### Raw records:
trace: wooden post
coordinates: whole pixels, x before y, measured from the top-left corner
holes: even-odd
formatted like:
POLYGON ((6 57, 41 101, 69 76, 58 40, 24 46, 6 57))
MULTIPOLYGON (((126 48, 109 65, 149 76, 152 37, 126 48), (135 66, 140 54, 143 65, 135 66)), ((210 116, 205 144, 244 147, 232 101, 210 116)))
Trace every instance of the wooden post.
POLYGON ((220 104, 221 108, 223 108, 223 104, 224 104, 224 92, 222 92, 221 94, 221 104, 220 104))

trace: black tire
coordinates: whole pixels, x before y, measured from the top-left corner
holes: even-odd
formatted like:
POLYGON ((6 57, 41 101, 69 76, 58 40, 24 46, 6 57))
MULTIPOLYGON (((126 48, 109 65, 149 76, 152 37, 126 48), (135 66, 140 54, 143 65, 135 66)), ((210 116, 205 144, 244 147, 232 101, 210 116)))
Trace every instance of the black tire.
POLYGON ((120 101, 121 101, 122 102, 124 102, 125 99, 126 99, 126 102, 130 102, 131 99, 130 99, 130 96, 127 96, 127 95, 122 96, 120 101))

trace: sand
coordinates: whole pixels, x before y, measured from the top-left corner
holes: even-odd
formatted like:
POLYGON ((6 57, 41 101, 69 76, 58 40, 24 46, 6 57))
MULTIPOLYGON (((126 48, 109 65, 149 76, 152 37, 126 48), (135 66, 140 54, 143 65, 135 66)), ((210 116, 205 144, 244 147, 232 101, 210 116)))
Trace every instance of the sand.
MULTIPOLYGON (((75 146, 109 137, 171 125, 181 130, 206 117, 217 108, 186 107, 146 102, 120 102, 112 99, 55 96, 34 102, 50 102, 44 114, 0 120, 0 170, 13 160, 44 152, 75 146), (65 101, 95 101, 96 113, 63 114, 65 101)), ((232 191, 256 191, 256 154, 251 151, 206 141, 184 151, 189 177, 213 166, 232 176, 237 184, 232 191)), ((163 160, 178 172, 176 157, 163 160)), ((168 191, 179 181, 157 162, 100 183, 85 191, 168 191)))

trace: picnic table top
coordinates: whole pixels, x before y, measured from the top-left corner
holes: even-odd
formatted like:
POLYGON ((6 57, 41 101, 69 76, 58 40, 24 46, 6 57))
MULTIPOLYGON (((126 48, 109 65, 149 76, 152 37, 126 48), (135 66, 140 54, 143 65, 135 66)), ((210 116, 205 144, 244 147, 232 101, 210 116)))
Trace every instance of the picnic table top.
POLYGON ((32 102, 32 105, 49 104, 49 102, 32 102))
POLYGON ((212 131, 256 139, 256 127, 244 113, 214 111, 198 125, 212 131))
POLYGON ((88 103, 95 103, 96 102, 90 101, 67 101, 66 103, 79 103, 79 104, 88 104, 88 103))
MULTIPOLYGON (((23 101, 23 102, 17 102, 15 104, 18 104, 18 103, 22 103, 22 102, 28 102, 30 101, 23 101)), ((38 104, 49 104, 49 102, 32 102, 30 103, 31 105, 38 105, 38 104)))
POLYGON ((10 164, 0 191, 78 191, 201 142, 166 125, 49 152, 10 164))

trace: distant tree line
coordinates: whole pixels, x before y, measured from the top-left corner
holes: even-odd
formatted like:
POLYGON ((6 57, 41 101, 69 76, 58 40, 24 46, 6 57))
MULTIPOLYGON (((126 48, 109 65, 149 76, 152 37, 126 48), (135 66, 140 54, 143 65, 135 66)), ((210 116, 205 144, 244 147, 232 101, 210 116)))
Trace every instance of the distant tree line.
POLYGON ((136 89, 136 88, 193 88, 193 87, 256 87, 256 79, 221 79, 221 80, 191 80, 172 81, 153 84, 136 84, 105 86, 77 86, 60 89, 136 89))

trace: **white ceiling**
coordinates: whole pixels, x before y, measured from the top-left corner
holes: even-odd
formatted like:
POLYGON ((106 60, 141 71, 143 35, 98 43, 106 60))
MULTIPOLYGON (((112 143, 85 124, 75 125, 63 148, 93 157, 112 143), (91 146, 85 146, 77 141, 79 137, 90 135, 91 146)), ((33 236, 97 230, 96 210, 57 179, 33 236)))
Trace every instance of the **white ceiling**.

### Instruction:
Copy the rows from the start up to and including the line with "POLYGON ((120 101, 121", replacing "black tire" with "rubber tire" and leaving everything else the same.

### Expected answer:
trace: wooden post
coordinates: whole pixels, x before y, measured from the top-left corner
holes: even-odd
formatted like:
POLYGON ((6 57, 41 101, 69 76, 58 40, 24 46, 6 57))
MULTIPOLYGON (((126 48, 109 65, 149 76, 152 37, 126 48), (135 66, 140 54, 143 65, 135 66)), ((210 116, 205 144, 244 147, 232 101, 210 116)))
Trace every instance of the wooden post.
POLYGON ((220 104, 221 108, 223 108, 223 104, 224 104, 224 92, 222 92, 221 94, 221 104, 220 104))

trace: rubber tire
coordinates: whole pixels, x before y, measured from the top-left corner
holes: even-odd
formatted like:
POLYGON ((6 57, 41 101, 69 76, 58 40, 24 46, 6 57))
MULTIPOLYGON (((126 48, 109 65, 149 76, 152 37, 126 48), (135 66, 140 54, 143 65, 135 66)), ((210 116, 205 144, 244 147, 232 101, 210 116)))
Trace every instance of the rubber tire.
POLYGON ((120 101, 121 101, 122 102, 124 102, 125 99, 126 99, 126 102, 130 102, 131 99, 130 99, 130 96, 127 96, 127 95, 122 96, 120 101))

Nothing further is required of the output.